Bir ülkenin gücü nüfusuyla ölçülüyormuş meğerse! Aslında bizim gibi cahiller bunun farkına varamamış. Bir düşünün; bundan birkaç yüz yıl öncesinde savaşlar nasıldı? Elde kılıç düşmana daldık mı önümüzde kim durabilirdi? Battal Gazi, Malkoçoğlu, Kara Murat filmlerini de mi izlemediniz? Güç, kuvvet, kalabalık gerekiyordu yani. Gerçi bir yeniçeri babası padişaha “benim şeyime güvenip ikide bir savaş açmasın, bende artık evlat da, icraat da kalmadı” diyesiymiş, tevatür her hâl!

 

Gerçi sonraları tüfek icat oldu mertlik bozuldu ama olsun, biz gene de kalabalık olmalıyız. Bir zamanlar sayın büyüğümüzün büyük övgüler düzerek kendine örnek aldığı başka bir değerli büyüğümüz de “nüfusumuz yüz milyon olsun, o zaman gününüzü görürsünüz” diye gâvur Avrupa’ya ders vermişti.

Çıkarılan veri girdileri:
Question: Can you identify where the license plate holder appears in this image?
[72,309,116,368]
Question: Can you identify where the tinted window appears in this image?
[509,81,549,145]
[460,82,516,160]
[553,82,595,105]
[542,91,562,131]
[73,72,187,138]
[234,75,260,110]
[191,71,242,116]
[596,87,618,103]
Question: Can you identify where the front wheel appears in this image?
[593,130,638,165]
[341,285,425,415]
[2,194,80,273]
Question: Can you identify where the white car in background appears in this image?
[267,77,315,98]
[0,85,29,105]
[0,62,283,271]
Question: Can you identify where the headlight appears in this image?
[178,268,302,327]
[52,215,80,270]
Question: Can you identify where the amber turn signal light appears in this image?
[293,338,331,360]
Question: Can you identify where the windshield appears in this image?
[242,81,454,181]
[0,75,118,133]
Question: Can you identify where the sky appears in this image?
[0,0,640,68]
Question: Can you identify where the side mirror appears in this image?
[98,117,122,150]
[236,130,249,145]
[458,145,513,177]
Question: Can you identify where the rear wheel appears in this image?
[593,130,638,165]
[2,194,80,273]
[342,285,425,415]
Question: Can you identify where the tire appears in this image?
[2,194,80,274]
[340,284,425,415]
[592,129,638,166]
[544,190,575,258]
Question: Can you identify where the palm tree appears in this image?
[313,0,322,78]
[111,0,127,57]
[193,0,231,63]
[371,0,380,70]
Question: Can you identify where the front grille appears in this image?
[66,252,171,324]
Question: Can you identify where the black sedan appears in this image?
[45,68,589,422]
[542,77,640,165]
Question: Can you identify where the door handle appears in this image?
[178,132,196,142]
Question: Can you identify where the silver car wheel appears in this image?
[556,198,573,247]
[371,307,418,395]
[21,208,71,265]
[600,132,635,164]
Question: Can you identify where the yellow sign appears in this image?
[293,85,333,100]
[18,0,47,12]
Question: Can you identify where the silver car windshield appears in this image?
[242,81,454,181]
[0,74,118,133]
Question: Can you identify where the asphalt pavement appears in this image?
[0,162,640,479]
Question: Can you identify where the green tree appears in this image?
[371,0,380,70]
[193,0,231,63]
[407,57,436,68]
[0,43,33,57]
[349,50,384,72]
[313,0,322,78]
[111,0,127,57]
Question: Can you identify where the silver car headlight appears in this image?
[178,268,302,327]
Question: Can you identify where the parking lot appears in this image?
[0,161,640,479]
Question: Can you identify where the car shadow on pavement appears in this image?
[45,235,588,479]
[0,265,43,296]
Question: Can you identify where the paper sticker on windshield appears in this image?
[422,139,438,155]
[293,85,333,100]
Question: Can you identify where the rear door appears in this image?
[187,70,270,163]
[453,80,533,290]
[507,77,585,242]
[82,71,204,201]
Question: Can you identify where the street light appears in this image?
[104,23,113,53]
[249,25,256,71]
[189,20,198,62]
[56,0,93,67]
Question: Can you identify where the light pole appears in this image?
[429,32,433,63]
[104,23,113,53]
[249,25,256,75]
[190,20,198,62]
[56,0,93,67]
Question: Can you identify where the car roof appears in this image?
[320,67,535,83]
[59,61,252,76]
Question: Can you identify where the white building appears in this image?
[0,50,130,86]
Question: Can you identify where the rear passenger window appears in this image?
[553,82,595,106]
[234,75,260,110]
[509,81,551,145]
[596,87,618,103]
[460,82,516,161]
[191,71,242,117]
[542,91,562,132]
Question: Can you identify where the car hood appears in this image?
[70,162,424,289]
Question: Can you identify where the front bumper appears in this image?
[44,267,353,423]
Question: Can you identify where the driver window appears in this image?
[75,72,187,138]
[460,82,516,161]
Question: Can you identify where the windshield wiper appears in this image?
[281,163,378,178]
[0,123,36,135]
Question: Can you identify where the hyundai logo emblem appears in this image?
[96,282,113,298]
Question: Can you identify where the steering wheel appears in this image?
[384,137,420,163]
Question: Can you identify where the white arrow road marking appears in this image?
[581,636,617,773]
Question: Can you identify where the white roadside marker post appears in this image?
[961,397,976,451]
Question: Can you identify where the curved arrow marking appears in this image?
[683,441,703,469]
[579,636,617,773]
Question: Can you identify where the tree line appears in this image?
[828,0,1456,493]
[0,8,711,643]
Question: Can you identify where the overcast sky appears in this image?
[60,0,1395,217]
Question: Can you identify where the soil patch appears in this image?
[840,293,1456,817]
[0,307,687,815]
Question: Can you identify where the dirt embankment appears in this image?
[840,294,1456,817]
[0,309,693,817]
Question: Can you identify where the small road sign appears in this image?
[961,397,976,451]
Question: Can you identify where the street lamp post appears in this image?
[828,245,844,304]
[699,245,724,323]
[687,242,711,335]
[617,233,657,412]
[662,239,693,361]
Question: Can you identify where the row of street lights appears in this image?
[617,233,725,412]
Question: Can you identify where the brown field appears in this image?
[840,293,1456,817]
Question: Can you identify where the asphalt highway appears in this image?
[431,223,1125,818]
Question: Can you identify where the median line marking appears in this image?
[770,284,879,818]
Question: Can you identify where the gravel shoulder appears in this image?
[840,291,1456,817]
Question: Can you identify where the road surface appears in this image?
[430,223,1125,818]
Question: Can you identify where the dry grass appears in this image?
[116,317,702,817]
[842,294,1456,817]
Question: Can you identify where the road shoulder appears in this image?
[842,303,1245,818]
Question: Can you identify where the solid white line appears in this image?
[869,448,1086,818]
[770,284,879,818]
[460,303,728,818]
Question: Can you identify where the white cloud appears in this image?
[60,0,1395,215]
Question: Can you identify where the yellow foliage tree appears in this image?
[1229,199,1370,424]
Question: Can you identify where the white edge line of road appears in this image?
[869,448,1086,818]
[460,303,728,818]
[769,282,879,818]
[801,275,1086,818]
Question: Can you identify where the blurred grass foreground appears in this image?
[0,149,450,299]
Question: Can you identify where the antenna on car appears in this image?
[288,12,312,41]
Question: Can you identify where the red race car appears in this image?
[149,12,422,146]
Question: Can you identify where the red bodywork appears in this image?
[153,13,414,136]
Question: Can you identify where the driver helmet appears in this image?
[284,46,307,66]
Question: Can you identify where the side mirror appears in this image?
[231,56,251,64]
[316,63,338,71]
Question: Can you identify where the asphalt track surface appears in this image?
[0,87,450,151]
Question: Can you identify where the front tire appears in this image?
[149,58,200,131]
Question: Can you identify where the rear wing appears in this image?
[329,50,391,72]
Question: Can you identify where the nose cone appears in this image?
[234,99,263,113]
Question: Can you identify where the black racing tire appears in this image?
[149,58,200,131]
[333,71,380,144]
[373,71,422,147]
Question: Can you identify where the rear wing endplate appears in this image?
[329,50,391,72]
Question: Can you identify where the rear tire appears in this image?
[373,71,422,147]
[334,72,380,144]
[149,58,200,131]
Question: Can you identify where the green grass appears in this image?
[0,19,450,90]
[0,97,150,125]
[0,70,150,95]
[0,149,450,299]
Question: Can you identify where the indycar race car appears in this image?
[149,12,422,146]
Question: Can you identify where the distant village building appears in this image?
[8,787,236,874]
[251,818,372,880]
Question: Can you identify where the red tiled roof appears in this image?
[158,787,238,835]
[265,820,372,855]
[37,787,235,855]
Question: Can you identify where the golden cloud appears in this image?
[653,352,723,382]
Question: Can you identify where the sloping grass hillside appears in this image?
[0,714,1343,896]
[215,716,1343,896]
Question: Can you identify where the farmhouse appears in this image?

:: Alıştırma görevleri ::
[a] Metnin "Bir ülkenin gücü" sözlerinden "Avrupa’ya ders vermişti." sözlerine kadar (bu sözler dahil) olan bölümünü, "kılıç" yerine "mızrak" koyarak yeniden yazın.
[b] Metindeki aktarıma göre yeniçeri babası, padişahın ikide bir savaş açmamasını hangi gerekçeyle istemiş?
[c] Metne göre değerli büyüğümüz, Avrupa'ya ders verirken nüfusun kaç olmasını istemişti?
Satırlar, metinden bağımsız ayrı bir malzemedir.

:: Alıştırma sonuçları ::
[a]
Bir ülkenin gücü nüfusuyla ölçülüyormuş meğerse! Aslında bizim gibi cahiller bunun farkına varamamış. Bir düşünün; bundan birkaç yüz yıl öncesinde savaşlar nasıldı? Elde mızrak düşmana daldık mı önümüzde kim durabilirdi? Battal Gazi, Malkoçoğlu, Kara Murat filmlerini de mi izlemediniz? Güç, kuvvet, kalabalık gerekiyordu yani. Gerçi bir yeniçeri babası padişaha “benim şeyime güvenip ikide bir savaş açmasın, bende artık evlat da, icraat da kalmadı” diyesiymiş, tevatür her hâl!

 

Gerçi sonraları tüfek icat oldu mertlik bozuldu ama olsun, biz gene de kalabalık olmalıyız. Bir zamanlar sayın büyüğümüzün büyük övgüler düzerek kendine örnek aldığı başka bir değerli büyüğümüz de “nüfusumuz yüz milyon olsun, o zaman gününüzü görürsünüz” diye gâvur Avrupa’ya ders vermişti.

[b] Yeniçeri babası, kendisinde artık ne evlat ne de icraat kaldığını söyleyerek padişahın kendisine güvenip sık sık savaş açmamasını istemiş.

[c] Yüz milyon.